_Material supplied_.
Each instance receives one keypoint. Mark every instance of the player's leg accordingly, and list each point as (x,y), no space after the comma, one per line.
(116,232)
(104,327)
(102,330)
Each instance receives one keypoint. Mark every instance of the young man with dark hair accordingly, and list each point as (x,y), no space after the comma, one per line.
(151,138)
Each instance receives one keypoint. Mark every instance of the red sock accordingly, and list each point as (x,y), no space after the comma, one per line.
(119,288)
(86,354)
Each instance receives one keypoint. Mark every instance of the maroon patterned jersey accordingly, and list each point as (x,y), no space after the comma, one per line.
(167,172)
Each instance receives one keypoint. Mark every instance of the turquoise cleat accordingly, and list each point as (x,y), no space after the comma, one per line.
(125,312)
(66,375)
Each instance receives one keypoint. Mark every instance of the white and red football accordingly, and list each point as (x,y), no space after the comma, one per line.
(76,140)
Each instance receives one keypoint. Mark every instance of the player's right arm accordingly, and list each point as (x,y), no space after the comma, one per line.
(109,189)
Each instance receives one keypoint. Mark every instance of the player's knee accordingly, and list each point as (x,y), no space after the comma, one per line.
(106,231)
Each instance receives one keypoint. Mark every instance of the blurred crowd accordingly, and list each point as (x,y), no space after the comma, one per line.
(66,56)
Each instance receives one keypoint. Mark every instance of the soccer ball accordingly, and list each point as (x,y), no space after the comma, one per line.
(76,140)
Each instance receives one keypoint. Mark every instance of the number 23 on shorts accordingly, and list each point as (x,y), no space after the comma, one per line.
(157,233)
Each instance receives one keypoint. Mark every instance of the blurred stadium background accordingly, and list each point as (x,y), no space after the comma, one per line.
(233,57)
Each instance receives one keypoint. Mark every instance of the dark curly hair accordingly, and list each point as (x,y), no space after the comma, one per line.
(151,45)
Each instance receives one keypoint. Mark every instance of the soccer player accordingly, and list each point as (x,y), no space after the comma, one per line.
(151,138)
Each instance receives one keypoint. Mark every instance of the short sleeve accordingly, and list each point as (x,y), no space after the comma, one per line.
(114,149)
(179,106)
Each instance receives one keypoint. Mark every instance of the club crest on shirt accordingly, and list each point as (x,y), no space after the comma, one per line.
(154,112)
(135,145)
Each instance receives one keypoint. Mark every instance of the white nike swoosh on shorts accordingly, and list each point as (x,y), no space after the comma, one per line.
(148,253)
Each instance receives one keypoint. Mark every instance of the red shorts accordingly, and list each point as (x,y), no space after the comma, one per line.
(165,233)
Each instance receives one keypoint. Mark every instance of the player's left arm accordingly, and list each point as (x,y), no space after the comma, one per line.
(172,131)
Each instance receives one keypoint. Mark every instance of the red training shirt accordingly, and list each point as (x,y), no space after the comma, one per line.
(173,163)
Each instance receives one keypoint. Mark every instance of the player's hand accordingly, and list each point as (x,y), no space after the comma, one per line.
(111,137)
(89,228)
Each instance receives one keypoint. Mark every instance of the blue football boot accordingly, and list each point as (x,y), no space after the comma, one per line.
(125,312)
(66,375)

_Given request_.
Return every record, word for word.

_Exercise response_.
Each instance receives one keypoint. Mark every instance of the player's leg accordingly, and list each point as (x,y), no space after the comma, one per line.
(116,232)
(104,327)
(102,330)
Each instance receives one keypoint. Mark every instance of the young man with dark hair accordingly, and list each point as (x,y), no space after the comma, one per line.
(151,138)
Each instance receives one keypoint. Mark every instance of the red sock accordingly, and list each point as (x,y), no space after the comma, one per line.
(119,288)
(86,354)
Each instance receives one keypoint. Mark every instance of the maroon patterned jersey accordingly, and list each point as (x,y), no space after the comma, one per line.
(167,172)
Each instance receives one keypoint. Mark every instance of the turquoise cleat accordingly, and list each point as (x,y), no space after the comma, one per line.
(125,312)
(66,375)
Each instance receives one keypoint. Mark every instance of the white and red football accordingly, and list each point as (x,y), no space after the comma, one per line.
(76,140)
Each instance receives one keypoint. Mark every instance of the player's right arm accordingly, and list each point as (x,y), no space after the comma, one per line.
(109,189)
Each instance receives one keypoint. Mark every instance of the player's knee accordingly, and list each point as (x,y), no space after the comma, one per line.
(106,231)
Each instance receives one keypoint. Mark every instance of the blurred crowd accordingly, and list each point as (x,y), no space after the comma, one per line.
(66,56)
Each instance receives one keypoint. Mark every instance of the soccer ball accordingly, and list each point as (x,y), no space after the comma, one per line.
(76,140)
Each instance receives one keypoint. Mark every instance of the number 23 on shorts accordingly, and list each point as (x,y), no space after the comma, one per line.
(157,233)
Each instance receives one keypoint. Mark every instance of the blurred stadium background accordingly, and list each point as (x,y), no space after the comma, one per line.
(233,57)
Each instance receives one keypoint. Mark every instance of the dark curly hair accordingly, and list each point as (x,y), no space after the comma, one per line.
(151,45)
Each instance receives one keypoint. Mark every instance of the soccer player accordingly, and list each point as (x,y), no space after the comma, one per line.
(151,138)
Each instance receives one keypoint. Mark every instance of the short sleeve accordingly, and list each point as (x,y), no space after the comma, one per line.
(114,149)
(179,106)
Each instance receives one keypoint. Mark every instance of the club crest on shirt accordingly, and list each point as (x,y), no space after the comma, one per line.
(154,112)
(135,145)
Each instance receives one keypoint. Mark every instance of the white nike swoosh on shorts accordingly, and list each point as (x,y), no space after the comma, one per line.
(148,253)
Each instance receives one keypoint. Mark every instance of the red shorts accordingly, and list each point as (x,y), no space after the comma, one per line.
(165,233)
Each instance receives one keypoint. Mark every instance of the player's left arm accordingly, and list each point as (x,y), no space after the comma, one per line.
(172,131)
Each instance receives one keypoint. Mark every instance of the red training shirt accordingly, and list each point as (x,y), no space after the comma, one per line.
(173,163)
Each instance receives one keypoint. Mark every instance of the player's hand accordingly, and list each point as (x,y), no space after the comma, one per line.
(111,137)
(89,228)
Each instance receives one keypoint. Mark every instance of the blue football boot accordingly, and list each point as (x,y), no space after the comma, one per line.
(125,312)
(66,375)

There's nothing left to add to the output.